Short exercise: Reproduce everything from the start of the records down through the line containing "[605,547,644,663]", with that line included.

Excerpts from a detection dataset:
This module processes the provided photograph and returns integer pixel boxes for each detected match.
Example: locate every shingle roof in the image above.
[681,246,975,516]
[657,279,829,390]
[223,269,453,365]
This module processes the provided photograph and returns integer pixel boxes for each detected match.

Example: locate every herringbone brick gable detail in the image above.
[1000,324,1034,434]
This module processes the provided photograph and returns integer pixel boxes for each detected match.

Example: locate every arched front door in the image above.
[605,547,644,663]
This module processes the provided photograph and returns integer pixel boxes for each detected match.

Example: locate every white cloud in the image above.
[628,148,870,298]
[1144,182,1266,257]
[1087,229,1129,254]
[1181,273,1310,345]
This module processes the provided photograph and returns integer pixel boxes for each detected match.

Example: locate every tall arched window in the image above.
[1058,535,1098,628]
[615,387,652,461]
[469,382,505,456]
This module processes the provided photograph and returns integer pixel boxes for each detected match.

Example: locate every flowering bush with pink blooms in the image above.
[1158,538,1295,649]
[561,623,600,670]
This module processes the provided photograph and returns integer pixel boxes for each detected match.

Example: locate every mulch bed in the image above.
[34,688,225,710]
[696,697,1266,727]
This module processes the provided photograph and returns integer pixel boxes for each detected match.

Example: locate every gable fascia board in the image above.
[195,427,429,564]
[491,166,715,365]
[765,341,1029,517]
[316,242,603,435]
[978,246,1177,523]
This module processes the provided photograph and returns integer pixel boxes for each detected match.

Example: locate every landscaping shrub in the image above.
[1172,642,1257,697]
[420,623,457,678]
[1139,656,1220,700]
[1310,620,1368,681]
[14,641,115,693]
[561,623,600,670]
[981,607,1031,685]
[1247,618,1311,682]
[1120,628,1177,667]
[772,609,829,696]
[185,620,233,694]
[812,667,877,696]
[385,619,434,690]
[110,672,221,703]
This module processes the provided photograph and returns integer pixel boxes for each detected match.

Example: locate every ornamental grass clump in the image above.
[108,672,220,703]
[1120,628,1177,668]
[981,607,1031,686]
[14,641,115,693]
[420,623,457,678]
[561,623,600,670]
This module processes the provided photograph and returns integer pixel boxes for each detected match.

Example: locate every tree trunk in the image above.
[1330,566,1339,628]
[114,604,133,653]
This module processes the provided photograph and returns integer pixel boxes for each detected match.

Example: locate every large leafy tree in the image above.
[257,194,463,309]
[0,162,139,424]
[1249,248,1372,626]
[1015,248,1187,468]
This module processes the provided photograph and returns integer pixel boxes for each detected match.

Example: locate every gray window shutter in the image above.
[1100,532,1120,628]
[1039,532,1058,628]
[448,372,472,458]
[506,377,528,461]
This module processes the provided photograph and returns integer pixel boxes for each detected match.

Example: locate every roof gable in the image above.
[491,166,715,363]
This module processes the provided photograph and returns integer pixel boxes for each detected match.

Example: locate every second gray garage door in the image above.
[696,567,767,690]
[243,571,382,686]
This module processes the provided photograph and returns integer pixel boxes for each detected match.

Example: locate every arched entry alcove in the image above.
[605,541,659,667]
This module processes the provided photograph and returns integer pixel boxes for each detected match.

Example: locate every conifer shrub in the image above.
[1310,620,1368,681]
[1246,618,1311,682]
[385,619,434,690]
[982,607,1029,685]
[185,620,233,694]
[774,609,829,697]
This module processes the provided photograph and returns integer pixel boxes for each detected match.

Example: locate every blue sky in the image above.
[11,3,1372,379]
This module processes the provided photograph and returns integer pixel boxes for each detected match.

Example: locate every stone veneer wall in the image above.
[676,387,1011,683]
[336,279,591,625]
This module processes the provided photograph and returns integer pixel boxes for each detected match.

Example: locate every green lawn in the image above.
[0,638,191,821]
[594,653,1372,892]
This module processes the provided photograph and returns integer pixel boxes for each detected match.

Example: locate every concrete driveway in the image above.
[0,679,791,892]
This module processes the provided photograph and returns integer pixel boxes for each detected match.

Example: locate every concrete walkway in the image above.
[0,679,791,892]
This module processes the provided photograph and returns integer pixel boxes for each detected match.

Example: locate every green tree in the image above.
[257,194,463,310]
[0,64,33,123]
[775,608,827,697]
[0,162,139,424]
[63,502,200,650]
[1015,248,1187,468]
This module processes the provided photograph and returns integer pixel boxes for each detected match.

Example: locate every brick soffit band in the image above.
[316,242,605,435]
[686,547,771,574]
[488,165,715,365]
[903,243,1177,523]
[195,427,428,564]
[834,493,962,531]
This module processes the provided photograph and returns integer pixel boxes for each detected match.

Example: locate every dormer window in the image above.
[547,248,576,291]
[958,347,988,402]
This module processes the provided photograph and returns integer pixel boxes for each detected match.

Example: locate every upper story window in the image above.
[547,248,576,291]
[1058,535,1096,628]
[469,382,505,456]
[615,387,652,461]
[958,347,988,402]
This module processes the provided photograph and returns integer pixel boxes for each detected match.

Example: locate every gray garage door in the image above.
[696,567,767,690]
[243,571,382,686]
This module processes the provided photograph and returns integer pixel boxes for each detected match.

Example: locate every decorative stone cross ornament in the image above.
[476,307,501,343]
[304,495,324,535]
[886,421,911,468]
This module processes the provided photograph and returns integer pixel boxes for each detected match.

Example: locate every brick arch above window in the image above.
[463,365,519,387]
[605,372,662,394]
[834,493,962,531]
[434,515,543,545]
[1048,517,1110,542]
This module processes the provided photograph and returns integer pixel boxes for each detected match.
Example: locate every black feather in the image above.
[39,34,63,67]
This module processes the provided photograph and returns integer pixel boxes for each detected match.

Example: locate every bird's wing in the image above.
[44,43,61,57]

Exercise result:
This module processes the provided photograph and returns integer pixel boxes for each detected match.
Example: locate every shingle roof in the image above.
[681,246,975,516]
[657,279,829,390]
[223,269,453,365]
This module processes the provided photograph and returns integer pixel boxes for each detected match.

Example: locate every herringbone brick gable detail in the image above.
[1000,324,1034,434]
This module processes the provided photograph and returns integer pixel boxes for each detected match.

Example: locate every arched front door in the image above.
[605,547,644,663]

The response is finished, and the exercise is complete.